Extract:
^^^^
Week 8: Linux Shell I

The command line. Every software professional navigates the filesystem from the terminal. This week you learn the 15 commands that cover 90% of day-to-day shell work: navigation, file operations, text search, and pipes.

Theme

The graphical desktop you normally use is a layer on top of the operating system. Under it, the OS thinks about files, directories, processes, and users. The shell is the program that lets you talk to the OS directly, in text. It is faster for many tasks than a graphical interface, it is scriptable (automatable), and it is the primary interface for servers, embedded systems, and remote administration.

This week you learn the navigation and text-manipulation commands. Week 9 adds scripting, environment variables, and SSH.

Reading list (~1 hour)

1. The Linux command line tutorial at https://linuxcommand.org/lc3_learning_the_shell.php, lessons 1-6 (navigation, looking around, a guided tour, manipulating files, working with commands)
^^^^
Data rows:

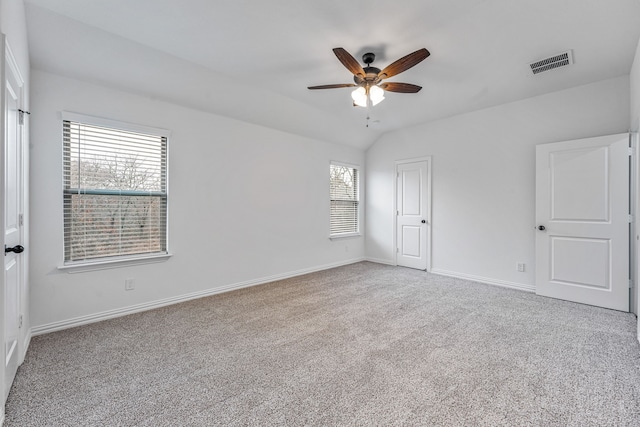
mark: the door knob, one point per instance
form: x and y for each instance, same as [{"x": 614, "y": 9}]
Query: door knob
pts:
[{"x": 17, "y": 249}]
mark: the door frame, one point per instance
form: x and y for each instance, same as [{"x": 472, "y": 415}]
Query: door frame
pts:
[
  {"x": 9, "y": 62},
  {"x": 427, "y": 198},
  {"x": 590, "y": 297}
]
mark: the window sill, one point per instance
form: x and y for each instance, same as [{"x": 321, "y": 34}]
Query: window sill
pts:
^^^^
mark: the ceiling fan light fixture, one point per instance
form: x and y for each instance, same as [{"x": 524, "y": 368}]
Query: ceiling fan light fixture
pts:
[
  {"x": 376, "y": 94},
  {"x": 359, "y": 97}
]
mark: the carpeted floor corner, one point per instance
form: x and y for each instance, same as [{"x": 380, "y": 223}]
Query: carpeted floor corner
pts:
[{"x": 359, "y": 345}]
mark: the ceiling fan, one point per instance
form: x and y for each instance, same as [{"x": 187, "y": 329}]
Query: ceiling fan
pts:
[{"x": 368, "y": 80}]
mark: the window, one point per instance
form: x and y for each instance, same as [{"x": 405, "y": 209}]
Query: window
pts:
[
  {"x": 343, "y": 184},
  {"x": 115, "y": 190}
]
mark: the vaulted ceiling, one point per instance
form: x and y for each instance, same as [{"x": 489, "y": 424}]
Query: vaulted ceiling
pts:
^^^^
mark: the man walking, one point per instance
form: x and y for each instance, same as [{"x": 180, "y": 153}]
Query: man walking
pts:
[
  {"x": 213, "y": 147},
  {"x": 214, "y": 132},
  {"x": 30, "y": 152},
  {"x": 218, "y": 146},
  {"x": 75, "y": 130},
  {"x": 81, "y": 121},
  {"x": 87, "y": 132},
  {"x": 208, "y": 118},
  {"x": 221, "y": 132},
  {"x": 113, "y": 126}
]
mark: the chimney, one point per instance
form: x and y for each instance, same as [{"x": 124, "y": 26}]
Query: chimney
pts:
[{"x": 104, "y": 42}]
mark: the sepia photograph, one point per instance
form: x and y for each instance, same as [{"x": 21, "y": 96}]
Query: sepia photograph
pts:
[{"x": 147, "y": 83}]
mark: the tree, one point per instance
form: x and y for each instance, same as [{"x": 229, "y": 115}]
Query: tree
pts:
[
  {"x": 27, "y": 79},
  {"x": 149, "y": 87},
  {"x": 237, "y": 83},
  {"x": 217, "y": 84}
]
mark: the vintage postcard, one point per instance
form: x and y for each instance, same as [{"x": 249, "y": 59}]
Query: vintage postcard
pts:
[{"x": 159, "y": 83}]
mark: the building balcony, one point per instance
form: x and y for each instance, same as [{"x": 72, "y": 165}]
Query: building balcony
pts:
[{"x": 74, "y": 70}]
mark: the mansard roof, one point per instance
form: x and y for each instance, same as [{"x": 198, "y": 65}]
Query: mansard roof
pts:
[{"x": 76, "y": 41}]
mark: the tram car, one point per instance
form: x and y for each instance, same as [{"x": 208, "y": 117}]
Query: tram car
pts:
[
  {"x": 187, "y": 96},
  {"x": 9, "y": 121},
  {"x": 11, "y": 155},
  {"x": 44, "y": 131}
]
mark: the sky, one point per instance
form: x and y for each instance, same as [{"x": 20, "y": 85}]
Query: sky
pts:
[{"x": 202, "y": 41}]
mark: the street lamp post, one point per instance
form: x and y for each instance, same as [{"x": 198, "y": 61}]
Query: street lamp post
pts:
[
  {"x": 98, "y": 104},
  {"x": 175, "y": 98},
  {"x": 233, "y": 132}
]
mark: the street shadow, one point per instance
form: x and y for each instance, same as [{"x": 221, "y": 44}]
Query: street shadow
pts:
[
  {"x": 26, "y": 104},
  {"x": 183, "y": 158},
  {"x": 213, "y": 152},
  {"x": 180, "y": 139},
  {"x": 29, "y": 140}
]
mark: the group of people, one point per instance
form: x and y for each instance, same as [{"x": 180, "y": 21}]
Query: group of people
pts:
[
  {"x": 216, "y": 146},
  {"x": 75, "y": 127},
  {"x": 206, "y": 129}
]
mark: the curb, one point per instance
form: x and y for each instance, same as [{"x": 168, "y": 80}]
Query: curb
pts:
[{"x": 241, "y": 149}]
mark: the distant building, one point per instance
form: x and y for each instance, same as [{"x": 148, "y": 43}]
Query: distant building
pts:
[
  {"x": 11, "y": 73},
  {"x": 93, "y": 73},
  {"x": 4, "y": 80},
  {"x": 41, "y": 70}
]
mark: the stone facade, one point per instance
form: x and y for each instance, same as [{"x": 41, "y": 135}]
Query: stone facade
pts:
^^^^
Challenges:
A) The Week 8 shell notes name the things the operating system thinks about under the graphical desktop. List all of them.
B) Answer these from the Week 8 shell notes, one answer per line, marked the same way:
(i) How many commands does this week teach?
(ii) About how long does the reading list take?
(iii) Which lessons of the linked tutorial are assigned?
C) Duplicate the passage from the Week 8 shell notes that begins at the words "The command line." and stops after "list (~1 hour)".

Responses per task:
A) files, directories, processes, users

B)
(i) 15
(ii) About one hour
(iii) Lessons 1-6

C)
The command line. Every software professional navigates the filesystem from the terminal. This week you learn the 15 commands that cover 90% of day-to-day shell work: navigation, file operations, text search, and pipes.

Theme

The graphical desktop you normally use is a layer on top of the operating system. Under it, the OS thinks about files, directories, processes, and users. The shell is the program that lets you talk to the OS directly, in text. It is faster for many tasks than a graphical interface, it is scriptable (automatable), and it is the primary interface for servers, embedded systems, and remote administration.

This week you learn the navigation and text-manipulation commands. Week 9 adds scripting, environment variables, and SSH.

Reading list (~1 hour)